(WRITTEN EXERCISE) Rewrite the entries below, changing every "one per instance" to "one for each occurrence" and leaving all other text untouched.

** BEGIN **

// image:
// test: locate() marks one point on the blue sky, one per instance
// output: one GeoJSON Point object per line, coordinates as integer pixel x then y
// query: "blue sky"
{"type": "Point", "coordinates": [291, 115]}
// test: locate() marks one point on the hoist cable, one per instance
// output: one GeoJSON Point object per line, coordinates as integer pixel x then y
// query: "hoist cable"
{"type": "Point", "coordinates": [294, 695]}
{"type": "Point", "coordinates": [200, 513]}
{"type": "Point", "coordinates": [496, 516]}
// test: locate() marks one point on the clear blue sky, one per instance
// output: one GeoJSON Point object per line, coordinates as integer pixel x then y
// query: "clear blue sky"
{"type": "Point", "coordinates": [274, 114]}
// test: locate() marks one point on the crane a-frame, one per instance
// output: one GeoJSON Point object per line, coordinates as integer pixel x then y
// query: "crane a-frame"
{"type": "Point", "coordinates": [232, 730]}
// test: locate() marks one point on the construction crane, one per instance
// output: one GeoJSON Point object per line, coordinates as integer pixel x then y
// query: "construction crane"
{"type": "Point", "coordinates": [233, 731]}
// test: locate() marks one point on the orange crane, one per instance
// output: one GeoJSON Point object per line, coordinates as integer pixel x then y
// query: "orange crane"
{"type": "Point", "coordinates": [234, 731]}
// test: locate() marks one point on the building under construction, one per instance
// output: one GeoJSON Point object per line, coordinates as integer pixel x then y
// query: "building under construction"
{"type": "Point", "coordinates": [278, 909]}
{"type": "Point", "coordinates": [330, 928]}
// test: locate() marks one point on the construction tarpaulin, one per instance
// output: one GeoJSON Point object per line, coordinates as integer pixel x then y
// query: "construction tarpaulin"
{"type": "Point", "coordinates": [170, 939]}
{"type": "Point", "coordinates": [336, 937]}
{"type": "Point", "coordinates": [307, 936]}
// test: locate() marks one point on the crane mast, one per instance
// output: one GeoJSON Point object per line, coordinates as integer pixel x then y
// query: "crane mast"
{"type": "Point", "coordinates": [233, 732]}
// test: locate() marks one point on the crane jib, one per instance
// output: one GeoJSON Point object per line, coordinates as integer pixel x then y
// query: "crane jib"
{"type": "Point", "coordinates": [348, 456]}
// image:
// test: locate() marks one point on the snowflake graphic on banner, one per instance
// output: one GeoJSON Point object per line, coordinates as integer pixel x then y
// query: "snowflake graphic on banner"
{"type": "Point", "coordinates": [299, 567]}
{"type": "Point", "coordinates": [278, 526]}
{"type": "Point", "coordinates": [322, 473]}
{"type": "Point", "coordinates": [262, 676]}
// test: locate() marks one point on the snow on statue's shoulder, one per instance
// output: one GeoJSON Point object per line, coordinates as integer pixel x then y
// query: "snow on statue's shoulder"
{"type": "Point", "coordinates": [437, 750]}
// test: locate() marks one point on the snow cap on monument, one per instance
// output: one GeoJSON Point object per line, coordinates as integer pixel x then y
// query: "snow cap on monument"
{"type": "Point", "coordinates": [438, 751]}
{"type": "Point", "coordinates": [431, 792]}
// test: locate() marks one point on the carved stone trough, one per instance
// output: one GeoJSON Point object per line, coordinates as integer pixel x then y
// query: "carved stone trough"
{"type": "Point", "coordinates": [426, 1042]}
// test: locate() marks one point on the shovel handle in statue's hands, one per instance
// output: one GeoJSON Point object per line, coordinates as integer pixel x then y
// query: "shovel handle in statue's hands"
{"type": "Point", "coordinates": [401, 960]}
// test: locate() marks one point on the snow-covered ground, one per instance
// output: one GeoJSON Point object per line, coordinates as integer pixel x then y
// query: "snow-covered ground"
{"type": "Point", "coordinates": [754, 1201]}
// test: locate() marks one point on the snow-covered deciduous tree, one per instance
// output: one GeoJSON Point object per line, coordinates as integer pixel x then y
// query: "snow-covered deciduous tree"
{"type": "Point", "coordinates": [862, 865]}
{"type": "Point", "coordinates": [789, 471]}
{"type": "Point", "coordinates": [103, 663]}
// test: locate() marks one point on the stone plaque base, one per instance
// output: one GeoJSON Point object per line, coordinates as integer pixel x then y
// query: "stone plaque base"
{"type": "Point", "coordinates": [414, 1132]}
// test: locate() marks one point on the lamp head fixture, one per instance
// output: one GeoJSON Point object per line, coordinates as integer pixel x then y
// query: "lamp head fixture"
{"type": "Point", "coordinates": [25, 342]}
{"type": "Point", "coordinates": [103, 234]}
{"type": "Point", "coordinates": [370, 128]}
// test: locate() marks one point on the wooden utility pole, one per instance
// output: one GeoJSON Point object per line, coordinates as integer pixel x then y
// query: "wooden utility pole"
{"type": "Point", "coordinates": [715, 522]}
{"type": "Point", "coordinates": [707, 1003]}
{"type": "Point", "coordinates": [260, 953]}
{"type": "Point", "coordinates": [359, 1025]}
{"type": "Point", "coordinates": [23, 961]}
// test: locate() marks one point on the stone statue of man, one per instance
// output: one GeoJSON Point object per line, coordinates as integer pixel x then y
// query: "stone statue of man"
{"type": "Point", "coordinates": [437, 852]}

** END **

(TASK ANSWER)
// image:
// test: locate() marks one point on the blue sky, one for each occurrence
// output: one GeoJSON Point object per line, coordinates as integer pixel x then y
// query: "blue sky"
{"type": "Point", "coordinates": [291, 115]}
// test: locate() marks one point on the hoist cable, one for each occurrence
// output: one GeoJSON Point object per line, coordinates as integer pixel x then y
// query: "hoist cable"
{"type": "Point", "coordinates": [294, 695]}
{"type": "Point", "coordinates": [200, 513]}
{"type": "Point", "coordinates": [496, 516]}
// test: locate() marks one point on the clear blue sky, one for each occurrence
// output: one GeoJSON Point object per line, coordinates as integer pixel x then y
// query: "clear blue sky"
{"type": "Point", "coordinates": [274, 114]}
// test: locate() marks one point on the crane a-frame, one for each occurrence
// output: one GeoJSON Point object per line, coordinates as integer pixel x then y
// query: "crane a-frame"
{"type": "Point", "coordinates": [232, 730]}
// test: locate() marks one point on the construction crane, one for each occurrence
// output: one GeoJSON Point object per line, coordinates as integer pixel x then y
// query: "construction crane"
{"type": "Point", "coordinates": [233, 731]}
// test: locate() marks one point on the orange crane, one for each occurrence
// output: one GeoJSON Point object per line, coordinates as integer pixel x then y
// query: "orange crane"
{"type": "Point", "coordinates": [234, 731]}
// test: locate() marks one point on the building under construction, one for each occurrence
// output: one GeoJSON Point object per line, coordinates as integer pixel x then y
// query: "building under construction"
{"type": "Point", "coordinates": [278, 909]}
{"type": "Point", "coordinates": [330, 928]}
// test: locate() marks one point on the construction tarpaulin, one for each occurrence
// output: one GeoJSON Point object per line, coordinates as integer pixel x then y
// query: "construction tarpaulin"
{"type": "Point", "coordinates": [170, 939]}
{"type": "Point", "coordinates": [336, 937]}
{"type": "Point", "coordinates": [307, 936]}
// test: locate() marks one point on the crane mast, one for each occurrence
// output: one GeoJSON Point object per line, coordinates as integer pixel x then y
// query: "crane mast"
{"type": "Point", "coordinates": [233, 732]}
// test: locate() marks one point on the crane jib, one for each occurrence
// output: one GeoJSON Point object per line, coordinates as integer pixel x then y
// query: "crane jib"
{"type": "Point", "coordinates": [348, 456]}
// image:
// test: locate() marks one point on the snowflake graphic on banner, one for each occurrence
// output: one GeoJSON Point object per line, coordinates as integer pixel x then y
// query: "snowflake graphic on banner"
{"type": "Point", "coordinates": [299, 567]}
{"type": "Point", "coordinates": [278, 526]}
{"type": "Point", "coordinates": [322, 473]}
{"type": "Point", "coordinates": [262, 676]}
// test: locate() marks one point on the snow on statue's shoulder, one for each occurrence
// output: one GeoJSON Point object per line, coordinates as integer pixel x then y
// query: "snow on statue's shoulder"
{"type": "Point", "coordinates": [437, 750]}
// test: locate() marks one point on the snow cap on monument, one for each occurrence
// output: one GeoJSON Point object per line, coordinates as integer pixel x then y
// query: "snow cap on monument"
{"type": "Point", "coordinates": [438, 751]}
{"type": "Point", "coordinates": [431, 792]}
// test: locate() marks one point on the carved stone trough, one for each occurrence
// output: one GeoJSON Point object per line, coordinates as integer pixel x then y
// query: "carved stone trough"
{"type": "Point", "coordinates": [426, 1042]}
// test: locate() marks one point on the shovel handle in statue's hands, one for each occurrence
// output: one GeoJSON Point object per line, coordinates as integer pixel x then y
// query: "shovel handle in statue's hands"
{"type": "Point", "coordinates": [401, 960]}
// test: locate() marks one point on the snow-covered ground, one for each occurrence
// output: one GeoJSON Point object per line, coordinates as integer pixel x then y
// query: "snow-covered ground"
{"type": "Point", "coordinates": [754, 1201]}
// test: locate() marks one point on the snow-covered deciduous tree, one for each occurrence
// output: one GeoJSON Point object per line, coordinates as integer pixel x then y
// query: "snow-covered deciduous tree"
{"type": "Point", "coordinates": [862, 865]}
{"type": "Point", "coordinates": [789, 471]}
{"type": "Point", "coordinates": [103, 663]}
// test: locate() marks one point on the stone plaque base, one for each occurrence
// output: one GeoJSON Point object per line, coordinates as integer pixel x then y
// query: "stone plaque base"
{"type": "Point", "coordinates": [414, 1132]}
// test: locate() marks one point on the lamp head fixture, one for each occurrence
// output: one GeoJSON Point object per line, coordinates as integer pixel x then y
// query: "lamp head fixture"
{"type": "Point", "coordinates": [25, 342]}
{"type": "Point", "coordinates": [103, 234]}
{"type": "Point", "coordinates": [370, 128]}
// test: locate() marks one point on the wooden utility pole, one for each occurrence
// output: one GeoJSON Point object per line, coordinates as integer pixel x then y
// query: "wooden utility pole"
{"type": "Point", "coordinates": [715, 522]}
{"type": "Point", "coordinates": [707, 1003]}
{"type": "Point", "coordinates": [260, 953]}
{"type": "Point", "coordinates": [359, 1025]}
{"type": "Point", "coordinates": [23, 961]}
// test: locate() marks one point on the stone statue of man, one for each occurrence
// output: one GeoJSON Point object per line, coordinates as integer pixel x then y
// query: "stone statue of man"
{"type": "Point", "coordinates": [437, 852]}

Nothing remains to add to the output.